DIRECTIONS:
1. In the comic-script passage, what label does the writer use to mark a caption?
2. Please copy the comic-script passage word for word, beginning at the words "Panel 1. THIS" and stopping after the words "am your twin-brother!".

SELECTED PASSAGE:
■ ■ ■ ■
For particular characters or captions, I indicate it with the character’s name in ALL CAPS, too. If it’s a caption, I indicate it as “CAP” and if it’s a particular character, I put a forward slash with the character’s name. “CAP/HAT MAN”.
This makes it obvious which part is description and which is dialogue/captions.
Here’s an example of a typical page of mine:
SUPER DUPER BLASTING THINGS AND STUFF, Tauriq Moosa – PAGE FOUR
PAGE FOUR (6 panels)
Panel 1. THIS PANEL, LIKE THE NEXT THREE, SHOULD BE THE SAME SIZE AND SHAPE. THE FAR RIGHT BORDER SHOULD JUT SLIGHTLY IN, SHAPED LIKE A HAT. IN THIS PANEL, WE ARE BEHIND HAT MAN NOW, WHO IS IN THE FOREGROUND, AS HE THRUSTS HIS HAT FORWARD. IN FRONT OF HIM, THE COAT HANGER IS DUCKING AND GRINNING. HIS HANDS ARE SPREAD OUT AS IF HE IS DANCING. THE BACKGROUND SHOULD BE SLIGHTLY BLURRED, WITH HINTS OF A CITY-LANDSCAPE AND THE SETTING SUN SOMEWHERE. THIS WILL BECOME IMPORTANT LATER, BUT I WON’T SAY JUST YET WHAT FOR…
Die! You will never take her away from me! Die!
Hahaha! But Hat Man, you can never defeat me! For you see…
Panel 2. SAME SIZE AND SHAPE. CLOSE UP SHOT OF COAT HANGER. WE SEE ONLY ABOVE THE BRIDGE OF HIS NOSE. HIS EYES ARE LOOKING DIRECTLY INTO US. FROM BOTH EYES WE SEE HAT MAN REFLECTED, WITHOUT HIS HAT.
I am your twin-brother!
And so the great secret is revealed…
Anyway, I’ve got plenty of synopses and plot-outlines and character breakdowns. But it’s unlikely I can meet artists willing to work with me, given I’m unpublished and completely new to this field. As you can see, I’m coming in already with a whole host of dislikes already. And I’m fussy about my artists – even now. Some will say that’s the wrong attitude to have: you should work with whoever you can.
But I find that insulting to my stories. After all, you can have the world’s greatest photo-realistic penciller, but what if the story is not suited for realism? What if you need a Dave McKean (who actually does use elements of photo-realism… hm, bad example, but I had to mention McKean because I’m in love with his work)? Remember: your story comes first. Saying no to an artist because his style, whether because he is a bad artist or is unsuitable to the story, is not a bad thing. It’s necessary.
■ ■ ■ ■
DATASET ENTRIES:
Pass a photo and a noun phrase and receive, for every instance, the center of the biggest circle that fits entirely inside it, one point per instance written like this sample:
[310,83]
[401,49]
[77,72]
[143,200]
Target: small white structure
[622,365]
■ ■ ■ ■
OUTPUTS BY TASK:
1. The writer marks a caption as "CAP."

2.
Panel 1. THIS PANEL, LIKE THE NEXT THREE, SHOULD BE THE SAME SIZE AND SHAPE. THE FAR RIGHT BORDER SHOULD JUT SLIGHTLY IN, SHAPED LIKE A HAT. IN THIS PANEL, WE ARE BEHIND HAT MAN NOW, WHO IS IN THE FOREGROUND, AS HE THRUSTS HIS HAT FORWARD. IN FRONT OF HIM, THE COAT HANGER IS DUCKING AND GRINNING. HIS HANDS ARE SPREAD OUT AS IF HE IS DANCING. THE BACKGROUND SHOULD BE SLIGHTLY BLURRED, WITH HINTS OF A CITY-LANDSCAPE AND THE SETTING SUN SOMEWHERE. THIS WILL BECOME IMPORTANT LATER, BUT I WON’T SAY JUST YET WHAT FOR…
Die! You will never take her away from me! Die!
Hahaha! But Hat Man, you can never defeat me! For you see…
Panel 2. SAME SIZE AND SHAPE. CLOSE UP SHOT OF COAT HANGER. WE SEE ONLY ABOVE THE BRIDGE OF HIS NOSE. HIS EYES ARE LOOKING DIRECTLY INTO US. FROM BOTH EYES WE SEE HAT MAN REFLECTED, WITHOUT HIS HAT.
I am your twin-brother!